Given exercise: Recast the lines of the records below, from the line containing "Where can the lizard hind" through the line containing "column 206, row 299" (both included), as a Markdown table. Use two columns, Row and Record line, number each row, and skip blank lines.

-- begin Records to process --

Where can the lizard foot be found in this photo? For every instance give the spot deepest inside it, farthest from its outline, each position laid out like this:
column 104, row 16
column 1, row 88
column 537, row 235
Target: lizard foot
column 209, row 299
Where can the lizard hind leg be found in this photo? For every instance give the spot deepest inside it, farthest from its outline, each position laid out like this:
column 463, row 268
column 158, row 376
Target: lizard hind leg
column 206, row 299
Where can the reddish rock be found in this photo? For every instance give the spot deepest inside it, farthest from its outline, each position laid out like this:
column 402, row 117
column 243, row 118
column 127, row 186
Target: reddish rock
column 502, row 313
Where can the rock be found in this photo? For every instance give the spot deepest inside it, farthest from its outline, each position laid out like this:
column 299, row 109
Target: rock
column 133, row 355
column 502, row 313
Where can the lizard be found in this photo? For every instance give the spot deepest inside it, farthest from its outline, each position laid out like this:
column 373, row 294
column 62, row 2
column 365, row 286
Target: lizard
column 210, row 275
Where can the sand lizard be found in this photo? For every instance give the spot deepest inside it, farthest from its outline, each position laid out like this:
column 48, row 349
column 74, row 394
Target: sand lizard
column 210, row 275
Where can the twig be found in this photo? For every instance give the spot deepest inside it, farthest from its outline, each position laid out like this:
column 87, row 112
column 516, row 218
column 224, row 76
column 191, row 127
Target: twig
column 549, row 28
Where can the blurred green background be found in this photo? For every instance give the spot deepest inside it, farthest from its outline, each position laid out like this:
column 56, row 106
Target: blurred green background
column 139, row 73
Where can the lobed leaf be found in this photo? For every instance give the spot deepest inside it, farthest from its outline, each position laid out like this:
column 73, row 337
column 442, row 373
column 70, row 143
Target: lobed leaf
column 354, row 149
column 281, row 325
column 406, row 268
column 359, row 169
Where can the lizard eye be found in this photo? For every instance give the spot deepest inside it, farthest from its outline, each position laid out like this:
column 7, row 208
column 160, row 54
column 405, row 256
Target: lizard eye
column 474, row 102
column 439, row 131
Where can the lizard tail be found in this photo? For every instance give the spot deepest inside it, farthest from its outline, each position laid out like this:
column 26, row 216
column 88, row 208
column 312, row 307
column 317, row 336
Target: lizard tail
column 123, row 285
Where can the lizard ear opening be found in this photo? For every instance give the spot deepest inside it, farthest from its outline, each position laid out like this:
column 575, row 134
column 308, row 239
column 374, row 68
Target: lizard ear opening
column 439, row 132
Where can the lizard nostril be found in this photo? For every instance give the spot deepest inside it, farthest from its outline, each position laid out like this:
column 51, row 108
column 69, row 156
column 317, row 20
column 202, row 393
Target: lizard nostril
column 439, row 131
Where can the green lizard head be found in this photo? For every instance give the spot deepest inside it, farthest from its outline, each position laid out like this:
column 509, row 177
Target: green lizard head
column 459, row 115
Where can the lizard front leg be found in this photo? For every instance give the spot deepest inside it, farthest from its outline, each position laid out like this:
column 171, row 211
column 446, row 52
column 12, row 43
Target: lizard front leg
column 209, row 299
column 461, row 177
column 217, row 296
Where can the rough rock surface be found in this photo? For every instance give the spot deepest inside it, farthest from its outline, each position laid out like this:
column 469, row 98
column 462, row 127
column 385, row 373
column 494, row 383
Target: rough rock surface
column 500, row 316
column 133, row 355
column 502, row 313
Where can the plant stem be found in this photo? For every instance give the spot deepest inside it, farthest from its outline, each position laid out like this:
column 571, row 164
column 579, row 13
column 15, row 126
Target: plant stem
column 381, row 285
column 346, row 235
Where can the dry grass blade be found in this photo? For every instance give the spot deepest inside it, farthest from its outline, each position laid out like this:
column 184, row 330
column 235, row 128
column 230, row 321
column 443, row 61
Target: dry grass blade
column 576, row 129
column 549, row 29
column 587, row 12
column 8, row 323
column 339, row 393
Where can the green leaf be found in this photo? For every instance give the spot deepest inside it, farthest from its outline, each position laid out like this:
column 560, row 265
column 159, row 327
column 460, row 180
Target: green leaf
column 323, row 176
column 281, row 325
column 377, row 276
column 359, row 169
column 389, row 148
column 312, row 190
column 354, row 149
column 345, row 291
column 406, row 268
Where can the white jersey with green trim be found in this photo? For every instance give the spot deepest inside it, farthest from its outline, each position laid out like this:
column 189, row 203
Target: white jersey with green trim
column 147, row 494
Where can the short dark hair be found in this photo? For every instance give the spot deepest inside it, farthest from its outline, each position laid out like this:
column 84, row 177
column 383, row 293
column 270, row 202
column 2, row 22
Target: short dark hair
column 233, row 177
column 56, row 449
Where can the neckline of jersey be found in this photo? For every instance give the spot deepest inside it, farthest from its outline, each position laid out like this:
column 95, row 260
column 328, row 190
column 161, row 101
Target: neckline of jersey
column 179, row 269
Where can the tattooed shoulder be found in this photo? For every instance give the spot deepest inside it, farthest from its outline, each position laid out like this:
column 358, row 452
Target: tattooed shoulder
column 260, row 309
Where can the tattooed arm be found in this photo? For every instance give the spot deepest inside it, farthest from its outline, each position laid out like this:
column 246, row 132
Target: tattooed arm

-- end Records to process --

Response to this exercise:
| Row | Record line |
|---|---|
| 1 | Where can the lizard hind leg be found in this photo? For every instance give the spot deepest inside it, farthest from its outline, each position laid out like this: |
| 2 | column 463, row 268 |
| 3 | column 158, row 376 |
| 4 | Target: lizard hind leg |
| 5 | column 206, row 299 |